Location identification entries –
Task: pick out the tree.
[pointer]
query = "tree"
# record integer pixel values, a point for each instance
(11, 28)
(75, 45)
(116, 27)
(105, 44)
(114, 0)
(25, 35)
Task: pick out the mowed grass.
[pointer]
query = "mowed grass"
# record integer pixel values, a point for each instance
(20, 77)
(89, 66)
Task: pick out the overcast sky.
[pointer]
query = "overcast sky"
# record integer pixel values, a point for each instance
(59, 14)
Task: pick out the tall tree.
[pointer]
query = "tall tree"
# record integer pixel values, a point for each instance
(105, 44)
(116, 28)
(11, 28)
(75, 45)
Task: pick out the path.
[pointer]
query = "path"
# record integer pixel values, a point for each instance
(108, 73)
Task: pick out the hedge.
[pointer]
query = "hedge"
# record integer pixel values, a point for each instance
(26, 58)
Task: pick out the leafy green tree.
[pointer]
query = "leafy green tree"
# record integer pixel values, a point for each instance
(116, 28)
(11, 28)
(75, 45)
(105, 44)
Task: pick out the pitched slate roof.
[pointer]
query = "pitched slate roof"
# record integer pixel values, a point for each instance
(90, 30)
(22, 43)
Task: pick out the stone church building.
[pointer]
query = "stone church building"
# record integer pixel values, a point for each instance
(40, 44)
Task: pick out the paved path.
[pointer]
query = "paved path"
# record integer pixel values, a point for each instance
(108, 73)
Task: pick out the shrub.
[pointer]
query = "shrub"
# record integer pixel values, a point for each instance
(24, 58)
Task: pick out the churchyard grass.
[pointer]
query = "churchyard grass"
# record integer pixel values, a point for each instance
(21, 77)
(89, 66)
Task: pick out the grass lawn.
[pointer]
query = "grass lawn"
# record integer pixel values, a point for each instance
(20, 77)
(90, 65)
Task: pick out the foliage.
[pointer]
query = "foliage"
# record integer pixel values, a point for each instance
--
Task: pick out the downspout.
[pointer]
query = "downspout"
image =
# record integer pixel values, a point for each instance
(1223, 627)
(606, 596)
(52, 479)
==
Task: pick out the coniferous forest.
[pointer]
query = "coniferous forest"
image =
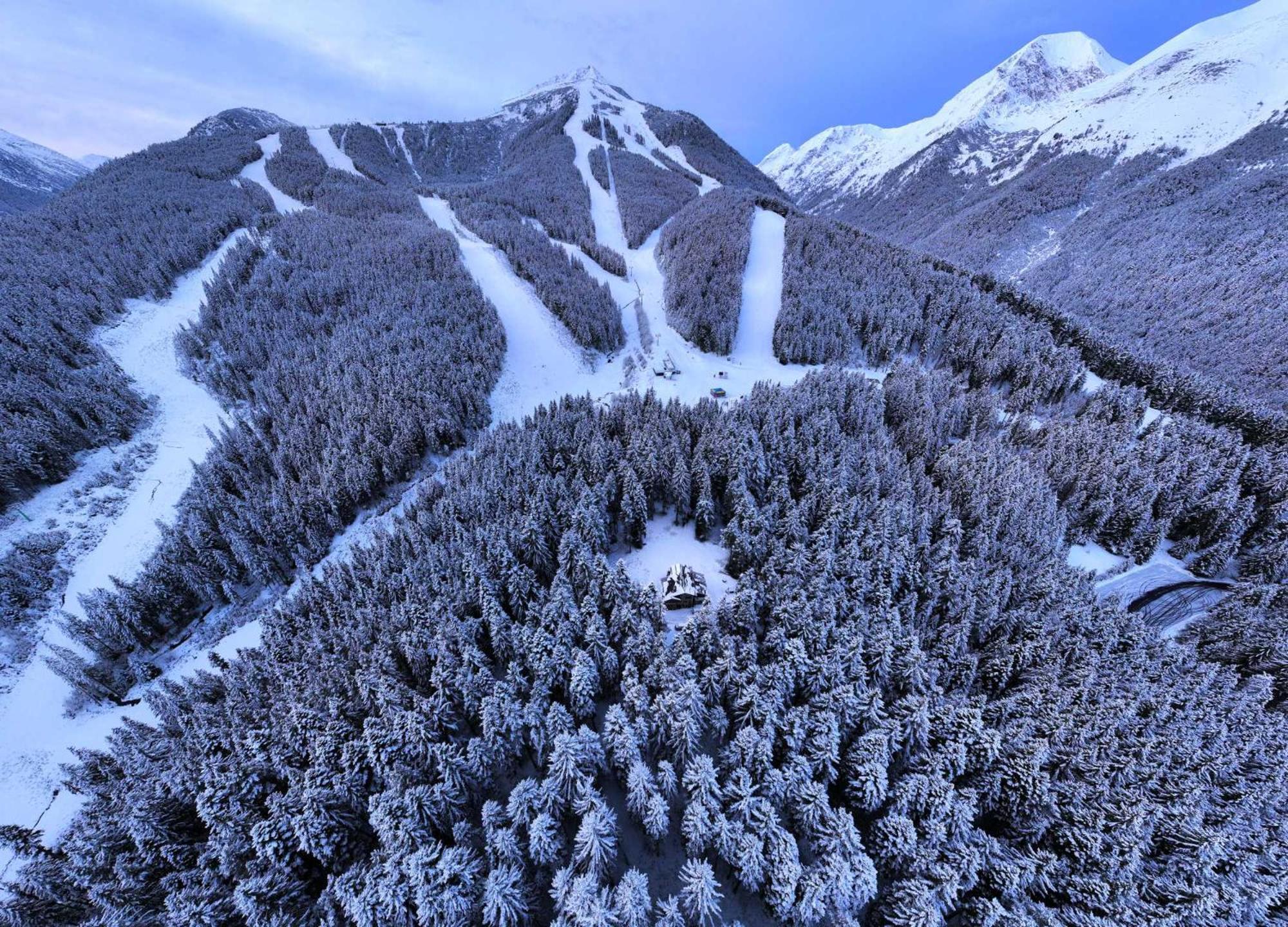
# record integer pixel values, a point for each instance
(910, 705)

Do this –
Filter the lines above and copy each one that contains the string "churchyard".

Solution below –
Task: pick out the churchyard grass.
query = "churchyard grass"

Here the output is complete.